Consigne 1:
Renvoyez tout ce qui va de « Le rapport, publié » jusqu'à « du groupe d’experts. » dans le texte sur la guerre au Yémen, sans rien changer.
Consigne 2:
D'après le texte sur la guerre au Yémen, quelle période le rapport du groupe d'experts couvre-t-il ?
Consigne 3:
Prolongez le texte sur la guerre au Yémen à la suite de sa dernière phrase.

Texte du document:
######
La guerre au Yemen s’enlise. Les combats et l’intervention de la coalition internationale ont des conséquences graves sur les civils, rapporte le groupe d’experts internationaux chargé d’enquêter sur le pays. Alors que son mandat vient d’être renouvelé pour un an par le Conseil des droits de l’homme de l’ONU, Kamal Jendoubi, qui dirige ces travaux, fait le point pour Jeune Afrique.

Attaques contre les civils, restrictions d’accès aux marchandises, enrôlement et utilisation d’enfants, détentions arbitraires, disparitions forcées, tortures, mauvais traitements, violences sexuelles et violations de la liberté d’expression. La liste des exactions pointées par le groupe d’experts sur le Yémen est longue.

Le rapport, publié en août, couvre la période du 1er septembre 2014 au 30 juin 2018 et s’appuie sur des enquêtes de terrain. Le 26 septembre, il a été présenté au Conseil des droits de l’homme, qui a renouvelé dans la foulée le mandat du groupe d’experts.
######
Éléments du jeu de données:

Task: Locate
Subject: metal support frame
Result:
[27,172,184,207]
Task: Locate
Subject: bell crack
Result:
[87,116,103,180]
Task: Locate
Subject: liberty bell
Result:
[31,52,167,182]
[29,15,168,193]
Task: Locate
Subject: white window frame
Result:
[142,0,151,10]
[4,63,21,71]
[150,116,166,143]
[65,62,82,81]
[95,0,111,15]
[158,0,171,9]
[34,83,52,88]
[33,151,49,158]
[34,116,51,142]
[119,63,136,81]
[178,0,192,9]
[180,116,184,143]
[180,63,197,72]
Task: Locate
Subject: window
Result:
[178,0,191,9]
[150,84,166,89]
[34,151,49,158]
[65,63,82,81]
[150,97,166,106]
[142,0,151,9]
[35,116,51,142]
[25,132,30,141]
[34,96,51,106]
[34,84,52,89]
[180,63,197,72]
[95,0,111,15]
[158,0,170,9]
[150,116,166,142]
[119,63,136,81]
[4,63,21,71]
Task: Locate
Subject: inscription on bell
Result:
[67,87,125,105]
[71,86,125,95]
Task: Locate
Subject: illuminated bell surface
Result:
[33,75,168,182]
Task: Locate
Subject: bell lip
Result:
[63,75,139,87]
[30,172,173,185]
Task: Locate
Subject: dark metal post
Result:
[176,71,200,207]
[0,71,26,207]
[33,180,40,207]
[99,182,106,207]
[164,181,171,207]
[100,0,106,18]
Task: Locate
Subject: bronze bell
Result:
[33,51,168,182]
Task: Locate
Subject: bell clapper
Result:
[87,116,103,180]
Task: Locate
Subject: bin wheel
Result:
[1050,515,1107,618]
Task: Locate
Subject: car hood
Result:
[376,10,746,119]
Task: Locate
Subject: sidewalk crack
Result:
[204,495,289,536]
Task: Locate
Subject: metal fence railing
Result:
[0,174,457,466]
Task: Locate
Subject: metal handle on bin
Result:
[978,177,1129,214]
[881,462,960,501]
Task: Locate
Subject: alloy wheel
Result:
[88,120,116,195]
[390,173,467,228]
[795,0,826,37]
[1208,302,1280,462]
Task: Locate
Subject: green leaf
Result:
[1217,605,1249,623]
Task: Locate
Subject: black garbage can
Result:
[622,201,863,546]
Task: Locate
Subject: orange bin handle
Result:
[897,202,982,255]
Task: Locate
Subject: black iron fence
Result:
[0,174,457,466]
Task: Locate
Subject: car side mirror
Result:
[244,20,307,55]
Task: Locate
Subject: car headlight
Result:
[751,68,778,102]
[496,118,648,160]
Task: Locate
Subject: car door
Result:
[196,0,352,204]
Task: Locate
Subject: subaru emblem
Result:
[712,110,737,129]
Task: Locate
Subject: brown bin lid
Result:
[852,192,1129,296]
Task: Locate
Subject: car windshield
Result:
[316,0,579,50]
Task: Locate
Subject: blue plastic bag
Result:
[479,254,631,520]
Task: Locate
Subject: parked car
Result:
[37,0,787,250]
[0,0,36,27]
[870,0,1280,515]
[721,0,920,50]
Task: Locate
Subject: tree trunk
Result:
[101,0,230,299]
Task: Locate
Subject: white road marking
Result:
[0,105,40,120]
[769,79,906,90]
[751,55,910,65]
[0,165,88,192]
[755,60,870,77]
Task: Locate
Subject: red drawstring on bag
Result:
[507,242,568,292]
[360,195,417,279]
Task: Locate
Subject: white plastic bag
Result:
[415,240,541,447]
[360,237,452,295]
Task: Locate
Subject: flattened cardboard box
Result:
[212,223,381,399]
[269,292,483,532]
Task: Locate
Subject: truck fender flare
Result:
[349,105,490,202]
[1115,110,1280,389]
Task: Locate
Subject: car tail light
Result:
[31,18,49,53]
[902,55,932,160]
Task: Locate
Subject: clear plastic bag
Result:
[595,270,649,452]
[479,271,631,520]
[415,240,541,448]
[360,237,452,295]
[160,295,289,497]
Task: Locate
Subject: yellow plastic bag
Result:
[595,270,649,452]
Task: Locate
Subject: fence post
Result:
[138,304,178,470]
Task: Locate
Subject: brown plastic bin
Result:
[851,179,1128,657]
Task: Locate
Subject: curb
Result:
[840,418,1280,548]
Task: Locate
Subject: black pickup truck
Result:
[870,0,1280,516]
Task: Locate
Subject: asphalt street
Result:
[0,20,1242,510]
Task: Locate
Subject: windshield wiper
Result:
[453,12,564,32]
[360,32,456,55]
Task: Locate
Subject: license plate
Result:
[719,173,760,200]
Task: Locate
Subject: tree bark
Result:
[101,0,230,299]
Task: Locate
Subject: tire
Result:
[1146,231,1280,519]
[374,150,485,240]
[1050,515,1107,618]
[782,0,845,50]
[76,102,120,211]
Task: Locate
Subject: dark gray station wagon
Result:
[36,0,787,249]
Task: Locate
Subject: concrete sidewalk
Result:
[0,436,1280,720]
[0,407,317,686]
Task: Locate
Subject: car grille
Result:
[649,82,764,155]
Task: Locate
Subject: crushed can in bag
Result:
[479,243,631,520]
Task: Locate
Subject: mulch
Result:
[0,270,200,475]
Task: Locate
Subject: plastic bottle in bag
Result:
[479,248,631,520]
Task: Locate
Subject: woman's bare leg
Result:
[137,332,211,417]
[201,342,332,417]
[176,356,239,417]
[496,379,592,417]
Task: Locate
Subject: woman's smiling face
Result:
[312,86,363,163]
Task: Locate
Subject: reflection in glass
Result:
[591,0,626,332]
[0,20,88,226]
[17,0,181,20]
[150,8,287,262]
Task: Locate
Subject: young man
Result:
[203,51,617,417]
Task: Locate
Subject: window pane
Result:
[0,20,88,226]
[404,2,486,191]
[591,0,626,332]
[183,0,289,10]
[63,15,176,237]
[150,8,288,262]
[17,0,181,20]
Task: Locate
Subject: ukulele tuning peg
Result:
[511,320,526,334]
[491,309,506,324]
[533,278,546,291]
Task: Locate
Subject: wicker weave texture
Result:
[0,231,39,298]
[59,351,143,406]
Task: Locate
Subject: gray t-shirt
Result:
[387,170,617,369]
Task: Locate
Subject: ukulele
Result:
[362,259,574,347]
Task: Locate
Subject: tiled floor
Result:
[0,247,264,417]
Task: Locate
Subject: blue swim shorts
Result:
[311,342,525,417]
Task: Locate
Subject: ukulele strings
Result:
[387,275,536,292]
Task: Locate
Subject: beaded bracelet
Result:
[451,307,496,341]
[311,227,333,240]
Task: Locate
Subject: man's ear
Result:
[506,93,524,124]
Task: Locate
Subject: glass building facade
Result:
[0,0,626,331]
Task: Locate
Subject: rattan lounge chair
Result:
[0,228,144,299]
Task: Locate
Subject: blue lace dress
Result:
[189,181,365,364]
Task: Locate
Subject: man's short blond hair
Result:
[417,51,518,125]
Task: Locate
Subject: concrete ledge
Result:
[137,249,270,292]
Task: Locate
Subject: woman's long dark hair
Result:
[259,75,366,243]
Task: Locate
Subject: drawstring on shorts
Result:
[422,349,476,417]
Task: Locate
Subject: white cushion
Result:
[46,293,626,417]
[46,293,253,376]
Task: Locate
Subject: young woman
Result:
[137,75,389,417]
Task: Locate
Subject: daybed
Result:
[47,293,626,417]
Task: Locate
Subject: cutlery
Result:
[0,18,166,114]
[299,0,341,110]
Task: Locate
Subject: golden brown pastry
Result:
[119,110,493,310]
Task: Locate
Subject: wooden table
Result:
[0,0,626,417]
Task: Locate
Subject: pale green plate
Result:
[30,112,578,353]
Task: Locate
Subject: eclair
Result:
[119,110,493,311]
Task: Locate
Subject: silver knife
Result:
######
Réponse 1:
Le rapport, publié en août, couvre la période du 1er septembre 2014 au 30 juin 2018 et s’appuie sur des enquêtes de terrain. Le 26 septembre, il a été présenté au Conseil des droits de l’homme, qui a renouvelé dans la foulée le mandat du groupe d’experts.

Réponse 2:
Du 1er septembre 2014 au 30 juin 2018.

Réponse 3:
Jeune Afrique : Votre rapport souligne que le pays connait la plus grande épidémie de choléra de l’histoire contemporaine, sans compter les problèmes d’accès à l’eau et l’insécurité alimentaire qui touche 17,8 millions de personnes. Pire : près de 8 millions de personnes sont au bord de la famine. Votre rapport peut-il accentuer la pression sur les pays de la coalition pour qu’ils facilitent l’accès à l’aide humanitaire ?

Kamel Jendoubi : D’après les échos que je reçois, notre rapport aurait joué un rôle positif pour faciliter le travail des agences humanitaires des Nations unies et encourager la coalition arabe à accentuer ses efforts en ce sens. Les deux pays qui dirigent la coalition ont intensifié leur communication pour valoriser leur rapport à la population. C’est à signaler.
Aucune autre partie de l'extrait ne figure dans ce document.